* [Brief]
When a line in the listing contains the string "mowed", pick it out and copy it.

Data supplied below:

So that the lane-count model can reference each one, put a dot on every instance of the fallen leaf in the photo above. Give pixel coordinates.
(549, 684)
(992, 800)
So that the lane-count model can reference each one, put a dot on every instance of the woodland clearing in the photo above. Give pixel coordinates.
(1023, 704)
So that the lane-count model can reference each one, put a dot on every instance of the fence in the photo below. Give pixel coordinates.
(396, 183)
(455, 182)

End of Data supplied.
Data supplied below:

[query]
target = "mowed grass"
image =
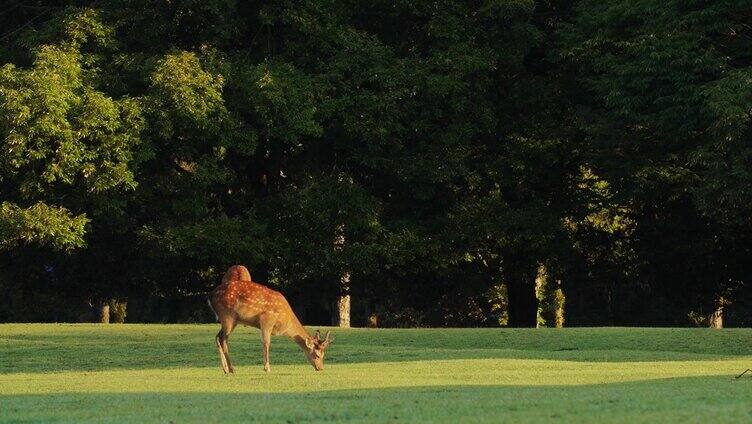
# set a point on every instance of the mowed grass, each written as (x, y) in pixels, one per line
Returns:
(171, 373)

End of Data supplied.

* [Solution to this task]
target = "mowed grass"
# set a point on every instance of the mowed grass, each written as (x, y) in pixels, one per line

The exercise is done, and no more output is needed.